* BEGIN *

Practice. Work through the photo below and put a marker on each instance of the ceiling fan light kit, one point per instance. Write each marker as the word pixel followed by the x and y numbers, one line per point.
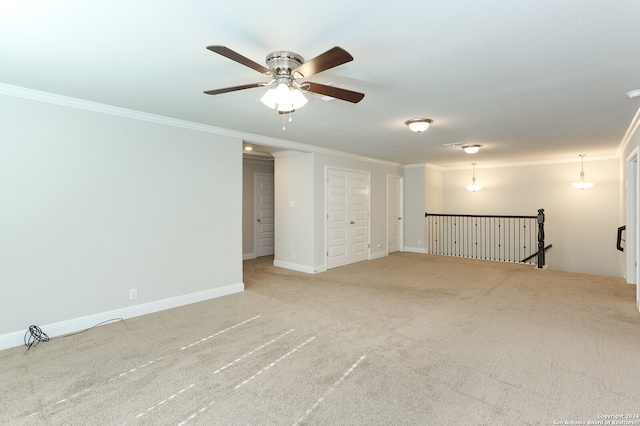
pixel 285 92
pixel 471 149
pixel 581 183
pixel 418 124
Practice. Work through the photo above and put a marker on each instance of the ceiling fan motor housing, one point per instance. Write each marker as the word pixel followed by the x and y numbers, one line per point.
pixel 283 62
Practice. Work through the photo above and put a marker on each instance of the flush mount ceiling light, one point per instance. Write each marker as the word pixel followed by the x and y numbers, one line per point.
pixel 418 124
pixel 471 149
pixel 582 184
pixel 474 187
pixel 633 94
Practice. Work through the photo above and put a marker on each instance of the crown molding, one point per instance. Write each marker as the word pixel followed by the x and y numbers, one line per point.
pixel 52 98
pixel 631 132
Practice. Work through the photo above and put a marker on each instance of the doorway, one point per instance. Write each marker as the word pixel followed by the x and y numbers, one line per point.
pixel 264 236
pixel 347 213
pixel 395 227
pixel 632 246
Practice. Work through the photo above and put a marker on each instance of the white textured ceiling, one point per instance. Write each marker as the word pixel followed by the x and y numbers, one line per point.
pixel 529 80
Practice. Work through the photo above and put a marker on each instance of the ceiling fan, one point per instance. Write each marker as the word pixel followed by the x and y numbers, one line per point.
pixel 285 69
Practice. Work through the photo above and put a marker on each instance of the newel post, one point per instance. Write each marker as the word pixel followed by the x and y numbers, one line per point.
pixel 540 238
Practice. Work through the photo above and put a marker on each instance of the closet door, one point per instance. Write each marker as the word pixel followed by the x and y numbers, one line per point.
pixel 347 217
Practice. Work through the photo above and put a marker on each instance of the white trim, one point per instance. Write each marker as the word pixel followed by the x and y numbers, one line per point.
pixel 295 267
pixel 74 325
pixel 423 166
pixel 36 95
pixel 379 255
pixel 631 131
pixel 522 164
pixel 415 250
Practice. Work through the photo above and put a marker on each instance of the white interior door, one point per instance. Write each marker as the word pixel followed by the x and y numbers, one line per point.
pixel 394 213
pixel 264 214
pixel 347 217
pixel 359 217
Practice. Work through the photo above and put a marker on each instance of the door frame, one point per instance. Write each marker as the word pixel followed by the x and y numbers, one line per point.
pixel 256 228
pixel 632 234
pixel 400 201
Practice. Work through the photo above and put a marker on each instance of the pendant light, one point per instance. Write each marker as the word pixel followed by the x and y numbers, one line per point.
pixel 582 184
pixel 474 187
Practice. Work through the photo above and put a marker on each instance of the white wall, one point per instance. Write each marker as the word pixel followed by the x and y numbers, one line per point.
pixel 581 224
pixel 95 204
pixel 294 217
pixel 415 206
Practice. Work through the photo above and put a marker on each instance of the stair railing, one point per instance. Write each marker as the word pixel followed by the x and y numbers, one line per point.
pixel 491 237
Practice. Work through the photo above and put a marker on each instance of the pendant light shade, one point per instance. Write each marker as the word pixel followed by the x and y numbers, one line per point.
pixel 474 187
pixel 581 183
pixel 418 124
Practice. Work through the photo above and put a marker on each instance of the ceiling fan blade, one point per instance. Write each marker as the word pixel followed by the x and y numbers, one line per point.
pixel 329 59
pixel 233 89
pixel 234 56
pixel 334 92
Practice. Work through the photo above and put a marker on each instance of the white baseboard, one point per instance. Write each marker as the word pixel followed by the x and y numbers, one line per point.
pixel 378 255
pixel 294 266
pixel 74 325
pixel 415 249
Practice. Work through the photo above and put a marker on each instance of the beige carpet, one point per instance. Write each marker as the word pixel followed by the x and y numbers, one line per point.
pixel 408 339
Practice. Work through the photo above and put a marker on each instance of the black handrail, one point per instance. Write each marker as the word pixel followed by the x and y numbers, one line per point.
pixel 480 215
pixel 535 254
pixel 495 237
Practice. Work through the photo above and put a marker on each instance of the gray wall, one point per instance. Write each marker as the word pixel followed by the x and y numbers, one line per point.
pixel 95 204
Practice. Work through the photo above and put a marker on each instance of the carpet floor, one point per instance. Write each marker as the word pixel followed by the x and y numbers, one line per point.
pixel 408 339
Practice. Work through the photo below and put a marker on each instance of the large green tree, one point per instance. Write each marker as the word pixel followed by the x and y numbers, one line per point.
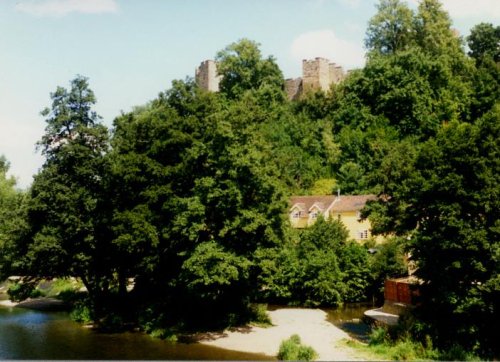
pixel 484 41
pixel 391 29
pixel 12 221
pixel 242 68
pixel 67 206
pixel 445 202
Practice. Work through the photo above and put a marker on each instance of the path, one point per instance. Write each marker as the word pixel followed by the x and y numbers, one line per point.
pixel 310 324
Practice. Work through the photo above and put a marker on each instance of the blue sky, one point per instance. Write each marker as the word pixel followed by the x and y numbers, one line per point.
pixel 132 49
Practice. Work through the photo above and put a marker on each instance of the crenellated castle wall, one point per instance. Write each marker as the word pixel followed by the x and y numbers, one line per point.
pixel 317 74
pixel 206 76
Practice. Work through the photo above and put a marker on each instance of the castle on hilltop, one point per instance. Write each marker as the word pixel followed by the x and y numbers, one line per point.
pixel 317 74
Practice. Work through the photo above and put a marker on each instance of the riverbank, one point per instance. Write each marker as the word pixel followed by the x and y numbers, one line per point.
pixel 310 324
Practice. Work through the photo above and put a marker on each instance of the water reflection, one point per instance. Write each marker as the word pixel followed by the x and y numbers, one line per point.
pixel 26 334
pixel 350 319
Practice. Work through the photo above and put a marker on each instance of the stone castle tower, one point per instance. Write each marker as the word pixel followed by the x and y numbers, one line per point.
pixel 317 74
pixel 206 76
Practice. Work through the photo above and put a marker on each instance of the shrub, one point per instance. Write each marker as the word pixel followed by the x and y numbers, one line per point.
pixel 378 336
pixel 21 291
pixel 292 350
pixel 82 313
pixel 259 315
pixel 164 333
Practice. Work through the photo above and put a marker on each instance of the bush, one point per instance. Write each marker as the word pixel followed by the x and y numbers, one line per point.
pixel 82 313
pixel 378 336
pixel 21 291
pixel 292 350
pixel 164 333
pixel 259 315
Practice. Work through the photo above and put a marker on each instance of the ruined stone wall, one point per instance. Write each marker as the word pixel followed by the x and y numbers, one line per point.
pixel 315 74
pixel 206 76
pixel 336 73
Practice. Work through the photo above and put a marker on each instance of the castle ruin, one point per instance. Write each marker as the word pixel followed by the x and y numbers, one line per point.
pixel 206 76
pixel 317 74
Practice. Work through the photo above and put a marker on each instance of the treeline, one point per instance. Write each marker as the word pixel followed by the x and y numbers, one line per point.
pixel 188 194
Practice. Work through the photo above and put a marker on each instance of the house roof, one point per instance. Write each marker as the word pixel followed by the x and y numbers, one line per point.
pixel 331 202
pixel 307 202
pixel 351 203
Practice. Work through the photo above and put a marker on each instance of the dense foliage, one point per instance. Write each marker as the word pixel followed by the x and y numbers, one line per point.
pixel 186 196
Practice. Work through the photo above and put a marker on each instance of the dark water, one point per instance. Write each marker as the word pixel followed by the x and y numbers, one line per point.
pixel 27 334
pixel 350 319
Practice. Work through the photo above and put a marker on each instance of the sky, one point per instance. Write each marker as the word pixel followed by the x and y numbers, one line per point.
pixel 132 49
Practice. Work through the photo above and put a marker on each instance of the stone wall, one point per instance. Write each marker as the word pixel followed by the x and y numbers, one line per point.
pixel 206 76
pixel 293 88
pixel 317 74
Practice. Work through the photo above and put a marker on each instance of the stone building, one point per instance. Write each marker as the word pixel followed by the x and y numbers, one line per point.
pixel 206 76
pixel 317 74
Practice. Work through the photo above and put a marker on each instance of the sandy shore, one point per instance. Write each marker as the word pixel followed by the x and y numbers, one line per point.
pixel 36 303
pixel 310 324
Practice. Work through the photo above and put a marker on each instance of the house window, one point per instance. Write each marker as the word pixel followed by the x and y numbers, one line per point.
pixel 363 234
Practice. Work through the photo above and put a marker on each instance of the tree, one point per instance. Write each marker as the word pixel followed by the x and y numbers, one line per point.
pixel 484 41
pixel 67 207
pixel 196 175
pixel 446 206
pixel 391 29
pixel 242 68
pixel 434 33
pixel 12 219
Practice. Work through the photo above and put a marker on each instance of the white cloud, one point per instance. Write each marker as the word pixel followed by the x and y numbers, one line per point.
pixel 64 7
pixel 324 43
pixel 350 3
pixel 470 9
pixel 465 9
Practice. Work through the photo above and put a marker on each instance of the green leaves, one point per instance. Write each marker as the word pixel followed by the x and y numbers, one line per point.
pixel 242 68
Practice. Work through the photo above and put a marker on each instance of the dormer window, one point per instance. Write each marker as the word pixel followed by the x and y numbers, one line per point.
pixel 363 234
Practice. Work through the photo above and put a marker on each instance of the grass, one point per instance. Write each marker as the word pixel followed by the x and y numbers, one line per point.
pixel 381 347
pixel 293 350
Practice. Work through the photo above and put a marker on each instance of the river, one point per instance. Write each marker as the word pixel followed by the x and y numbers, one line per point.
pixel 29 334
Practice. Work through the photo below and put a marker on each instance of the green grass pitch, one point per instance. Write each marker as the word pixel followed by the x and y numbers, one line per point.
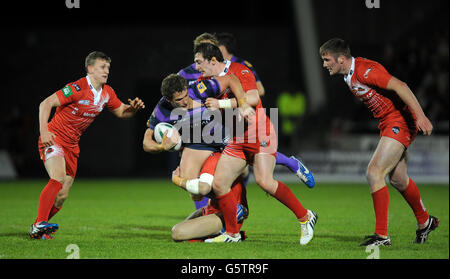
pixel 132 219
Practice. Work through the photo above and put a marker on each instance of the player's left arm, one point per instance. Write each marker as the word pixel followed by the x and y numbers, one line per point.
pixel 408 97
pixel 127 111
pixel 197 186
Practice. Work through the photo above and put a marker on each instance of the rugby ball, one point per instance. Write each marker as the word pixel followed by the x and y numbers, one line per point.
pixel 159 131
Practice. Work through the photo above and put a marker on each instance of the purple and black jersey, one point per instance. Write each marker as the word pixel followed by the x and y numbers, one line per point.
pixel 191 74
pixel 199 121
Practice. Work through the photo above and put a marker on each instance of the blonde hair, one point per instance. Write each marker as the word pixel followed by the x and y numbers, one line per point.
pixel 206 37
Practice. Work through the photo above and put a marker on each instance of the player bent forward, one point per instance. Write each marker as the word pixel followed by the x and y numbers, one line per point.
pixel 400 116
pixel 207 221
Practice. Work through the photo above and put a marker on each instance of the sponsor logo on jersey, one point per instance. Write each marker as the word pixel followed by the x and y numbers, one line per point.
pixel 248 64
pixel 366 74
pixel 77 87
pixel 84 102
pixel 201 87
pixel 89 114
pixel 67 91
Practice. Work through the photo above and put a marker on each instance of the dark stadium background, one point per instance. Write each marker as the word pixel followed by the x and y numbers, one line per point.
pixel 44 46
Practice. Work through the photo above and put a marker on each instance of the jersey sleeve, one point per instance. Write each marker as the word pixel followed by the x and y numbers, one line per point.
pixel 375 75
pixel 67 94
pixel 250 66
pixel 153 120
pixel 246 78
pixel 114 102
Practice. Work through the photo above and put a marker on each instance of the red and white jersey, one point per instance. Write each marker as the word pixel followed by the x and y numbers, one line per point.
pixel 80 104
pixel 248 82
pixel 368 80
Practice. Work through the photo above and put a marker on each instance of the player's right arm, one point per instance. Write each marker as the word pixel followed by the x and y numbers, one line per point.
pixel 45 108
pixel 197 186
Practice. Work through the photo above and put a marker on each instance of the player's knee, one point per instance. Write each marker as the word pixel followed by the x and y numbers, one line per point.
pixel 61 198
pixel 374 174
pixel 218 186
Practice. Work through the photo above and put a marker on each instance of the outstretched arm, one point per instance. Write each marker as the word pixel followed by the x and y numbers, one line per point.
pixel 45 108
pixel 151 146
pixel 407 96
pixel 127 111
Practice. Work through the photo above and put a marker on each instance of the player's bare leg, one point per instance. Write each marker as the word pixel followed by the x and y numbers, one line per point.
pixel 386 156
pixel 64 192
pixel 227 170
pixel 200 227
pixel 192 161
pixel 263 168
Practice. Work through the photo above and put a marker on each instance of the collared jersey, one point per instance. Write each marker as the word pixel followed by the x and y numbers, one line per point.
pixel 196 118
pixel 80 104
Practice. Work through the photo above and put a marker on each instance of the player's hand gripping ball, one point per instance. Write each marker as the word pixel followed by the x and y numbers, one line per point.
pixel 172 134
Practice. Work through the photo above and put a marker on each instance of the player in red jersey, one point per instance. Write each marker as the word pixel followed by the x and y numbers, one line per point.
pixel 400 118
pixel 256 146
pixel 208 220
pixel 77 105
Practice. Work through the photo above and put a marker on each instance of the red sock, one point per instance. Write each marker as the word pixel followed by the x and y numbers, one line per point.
pixel 286 197
pixel 381 206
pixel 47 199
pixel 53 211
pixel 227 204
pixel 412 197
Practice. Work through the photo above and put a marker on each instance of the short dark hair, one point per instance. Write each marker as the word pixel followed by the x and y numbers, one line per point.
pixel 335 47
pixel 93 56
pixel 228 41
pixel 209 51
pixel 171 84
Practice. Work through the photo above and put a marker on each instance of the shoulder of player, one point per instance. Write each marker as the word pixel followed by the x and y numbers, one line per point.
pixel 363 66
pixel 238 68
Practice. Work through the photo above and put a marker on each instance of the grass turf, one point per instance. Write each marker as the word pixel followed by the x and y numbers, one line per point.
pixel 132 219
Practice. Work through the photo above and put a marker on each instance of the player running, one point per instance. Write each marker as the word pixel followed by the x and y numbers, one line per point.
pixel 400 117
pixel 208 220
pixel 192 74
pixel 257 146
pixel 77 105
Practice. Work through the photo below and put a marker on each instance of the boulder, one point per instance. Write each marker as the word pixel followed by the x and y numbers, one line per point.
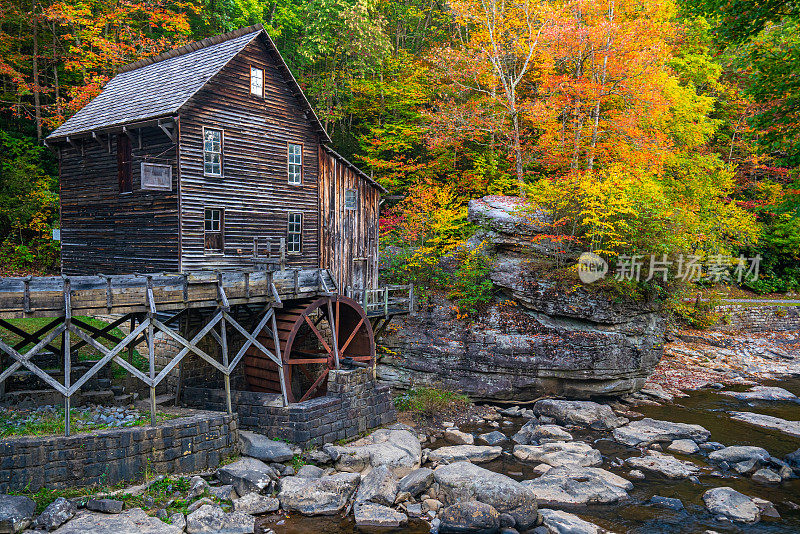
pixel 647 431
pixel 560 453
pixel 494 437
pixel 471 453
pixel 463 481
pixel 255 504
pixel 469 517
pixel 263 448
pixel 456 437
pixel 178 520
pixel 398 449
pixel 731 504
pixel 134 521
pixel 739 453
pixel 416 481
pixel 764 393
pixel 247 475
pixel 370 514
pixel 581 413
pixel 666 502
pixel 663 464
pixel 197 486
pixel 543 433
pixel 209 519
pixel 793 460
pixel 325 495
pixel 766 476
pixel 226 492
pixel 569 486
pixel 560 522
pixel 310 471
pixel 683 446
pixel 792 428
pixel 56 514
pixel 378 486
pixel 106 506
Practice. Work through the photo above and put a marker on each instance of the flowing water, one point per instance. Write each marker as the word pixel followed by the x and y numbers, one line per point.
pixel 704 407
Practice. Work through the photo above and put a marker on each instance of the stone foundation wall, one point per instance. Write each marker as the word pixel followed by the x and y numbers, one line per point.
pixel 354 404
pixel 757 318
pixel 189 444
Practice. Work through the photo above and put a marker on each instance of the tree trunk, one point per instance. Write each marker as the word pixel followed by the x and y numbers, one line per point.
pixel 37 98
pixel 518 153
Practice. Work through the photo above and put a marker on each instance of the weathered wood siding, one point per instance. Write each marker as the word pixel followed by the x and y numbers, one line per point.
pixel 254 191
pixel 348 238
pixel 105 231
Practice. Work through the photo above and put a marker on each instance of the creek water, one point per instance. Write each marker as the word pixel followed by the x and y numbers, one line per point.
pixel 705 407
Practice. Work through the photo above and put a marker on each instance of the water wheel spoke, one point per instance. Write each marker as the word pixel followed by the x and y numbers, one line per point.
pixel 316 333
pixel 315 385
pixel 352 335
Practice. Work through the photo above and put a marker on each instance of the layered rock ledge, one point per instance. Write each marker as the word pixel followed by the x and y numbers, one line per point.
pixel 537 337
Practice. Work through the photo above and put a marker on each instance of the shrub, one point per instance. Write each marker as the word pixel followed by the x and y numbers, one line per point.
pixel 430 401
pixel 470 285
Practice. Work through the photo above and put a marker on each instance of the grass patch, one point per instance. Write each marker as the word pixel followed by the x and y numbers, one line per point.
pixel 430 401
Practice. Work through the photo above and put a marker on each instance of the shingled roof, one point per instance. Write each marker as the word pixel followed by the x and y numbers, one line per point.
pixel 158 87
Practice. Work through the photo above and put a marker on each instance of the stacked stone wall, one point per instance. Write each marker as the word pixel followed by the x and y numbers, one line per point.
pixel 757 318
pixel 189 444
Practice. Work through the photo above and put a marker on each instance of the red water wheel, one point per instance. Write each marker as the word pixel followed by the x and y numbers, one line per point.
pixel 307 330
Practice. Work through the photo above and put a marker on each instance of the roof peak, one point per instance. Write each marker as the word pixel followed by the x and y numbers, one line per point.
pixel 191 47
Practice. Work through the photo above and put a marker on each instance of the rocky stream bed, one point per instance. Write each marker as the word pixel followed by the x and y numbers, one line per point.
pixel 722 460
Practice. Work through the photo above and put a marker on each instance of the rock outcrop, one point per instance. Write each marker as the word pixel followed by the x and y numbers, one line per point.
pixel 536 337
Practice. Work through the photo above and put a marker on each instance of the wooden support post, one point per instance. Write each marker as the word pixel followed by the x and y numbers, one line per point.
pixel 65 348
pixel 223 327
pixel 151 354
pixel 130 347
pixel 26 299
pixel 223 342
pixel 277 343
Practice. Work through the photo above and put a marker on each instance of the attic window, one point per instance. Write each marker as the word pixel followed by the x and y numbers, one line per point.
pixel 350 199
pixel 212 152
pixel 257 82
pixel 295 158
pixel 294 232
pixel 124 167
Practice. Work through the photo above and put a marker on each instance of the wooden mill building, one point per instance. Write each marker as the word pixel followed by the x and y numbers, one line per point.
pixel 208 157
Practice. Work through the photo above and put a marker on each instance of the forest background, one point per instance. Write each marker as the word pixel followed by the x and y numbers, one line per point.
pixel 637 127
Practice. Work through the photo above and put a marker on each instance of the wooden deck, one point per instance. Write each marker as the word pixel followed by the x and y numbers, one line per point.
pixel 43 296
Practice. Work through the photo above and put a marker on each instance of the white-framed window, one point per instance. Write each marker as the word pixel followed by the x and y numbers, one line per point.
pixel 294 232
pixel 295 167
pixel 212 152
pixel 213 226
pixel 257 81
pixel 350 199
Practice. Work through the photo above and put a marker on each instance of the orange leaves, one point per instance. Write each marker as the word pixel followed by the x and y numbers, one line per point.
pixel 100 37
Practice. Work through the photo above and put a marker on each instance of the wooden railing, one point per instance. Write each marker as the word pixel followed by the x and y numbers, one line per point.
pixel 384 301
pixel 219 317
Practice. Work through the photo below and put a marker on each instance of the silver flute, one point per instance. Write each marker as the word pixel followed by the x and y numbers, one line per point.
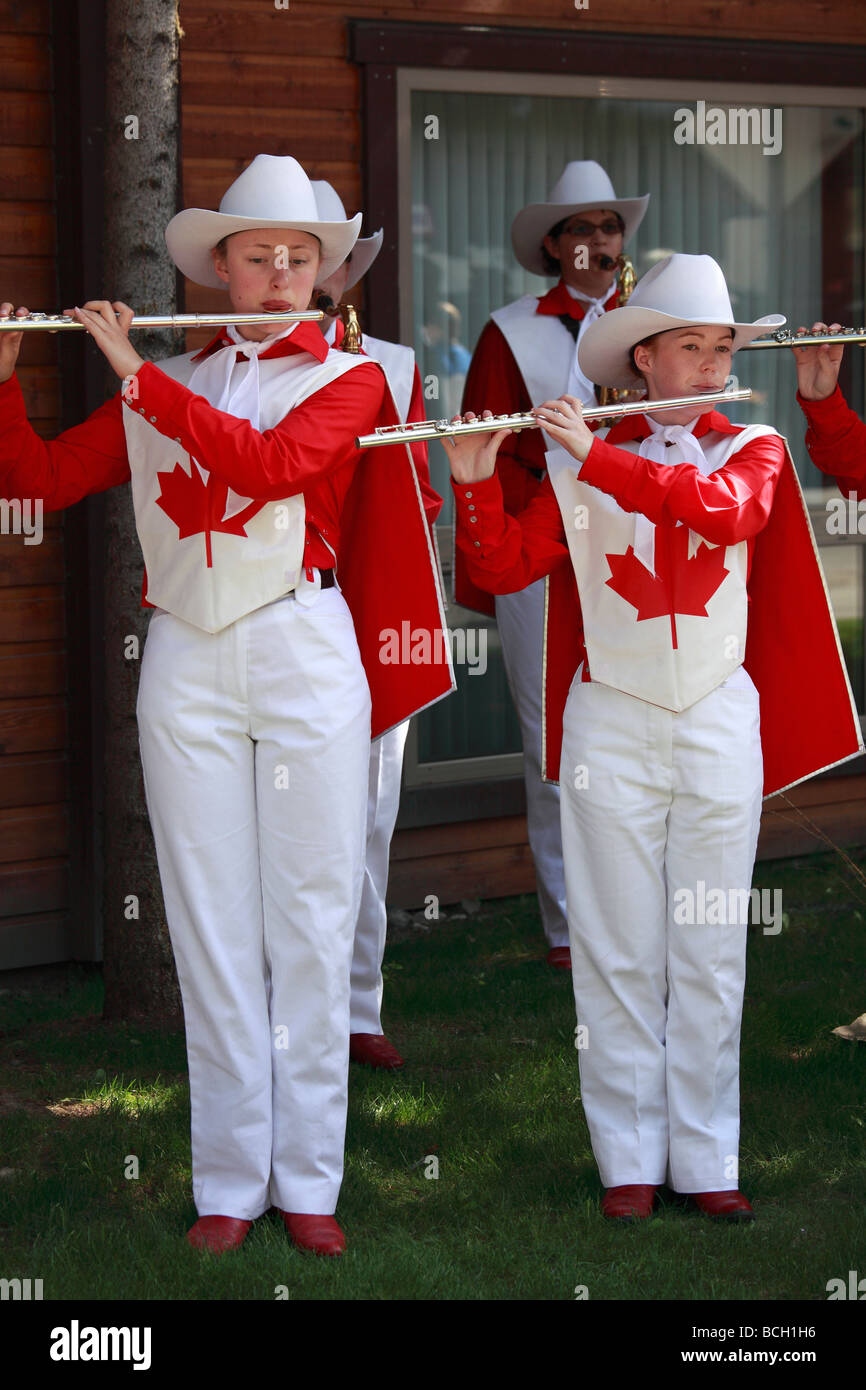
pixel 57 323
pixel 783 338
pixel 445 428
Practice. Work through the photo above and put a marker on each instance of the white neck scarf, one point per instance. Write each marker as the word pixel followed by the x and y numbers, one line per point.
pixel 213 377
pixel 684 448
pixel 578 384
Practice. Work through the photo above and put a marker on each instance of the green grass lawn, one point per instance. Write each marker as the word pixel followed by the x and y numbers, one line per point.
pixel 491 1091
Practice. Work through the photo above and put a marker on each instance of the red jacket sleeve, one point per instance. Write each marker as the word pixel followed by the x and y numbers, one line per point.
pixel 313 439
pixel 494 382
pixel 505 553
pixel 433 502
pixel 836 441
pixel 726 506
pixel 85 459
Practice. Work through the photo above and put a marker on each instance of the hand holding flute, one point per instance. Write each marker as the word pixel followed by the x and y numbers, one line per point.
pixel 107 324
pixel 474 456
pixel 818 366
pixel 10 344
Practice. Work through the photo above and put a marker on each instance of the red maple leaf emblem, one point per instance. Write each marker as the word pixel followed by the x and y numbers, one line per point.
pixel 679 585
pixel 196 506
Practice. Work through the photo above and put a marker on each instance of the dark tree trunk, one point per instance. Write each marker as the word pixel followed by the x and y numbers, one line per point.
pixel 142 129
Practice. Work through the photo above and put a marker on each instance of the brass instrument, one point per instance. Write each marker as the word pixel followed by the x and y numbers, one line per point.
pixel 784 338
pixel 352 328
pixel 627 282
pixel 352 335
pixel 445 428
pixel 56 323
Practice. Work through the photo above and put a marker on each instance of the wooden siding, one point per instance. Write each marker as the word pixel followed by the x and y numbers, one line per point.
pixel 491 858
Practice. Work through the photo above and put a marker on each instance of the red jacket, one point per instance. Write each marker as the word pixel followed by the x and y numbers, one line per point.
pixel 369 513
pixel 836 441
pixel 494 382
pixel 793 652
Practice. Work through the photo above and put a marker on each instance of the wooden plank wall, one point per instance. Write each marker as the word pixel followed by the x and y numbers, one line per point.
pixel 34 777
pixel 262 78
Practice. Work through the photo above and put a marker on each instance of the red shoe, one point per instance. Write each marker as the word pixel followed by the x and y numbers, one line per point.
pixel 723 1205
pixel 374 1050
pixel 218 1233
pixel 321 1235
pixel 634 1201
pixel 559 958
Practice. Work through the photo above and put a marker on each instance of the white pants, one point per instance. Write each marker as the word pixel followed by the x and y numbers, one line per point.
pixel 382 805
pixel 255 747
pixel 654 804
pixel 521 620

* END *

PROBLEM:
Return verbatim the entries starting at the line containing "pendant light, one" and ending after the line containing "pixel 491 237", with both of those lines included.

THE REPLY:
Practice. Work through the photo above and put a marker on each instance of the pendant light, one point per instance. Write each marker as the word pixel followed by the x and y numbers, one line per point.
pixel 582 184
pixel 474 187
Practice. Work through the photo above and put a marker on each instance of the white wall, one point per instance. Write each marker as the word pixel followed by the x and y numbers, one line per point.
pixel 581 224
pixel 95 204
pixel 294 217
pixel 415 206
Practice. Work through the photo above and put a marker on each instance of the stair railing, one point per instance. Write each marker as the word pixel followed by the x and y numbers, one line per point.
pixel 491 237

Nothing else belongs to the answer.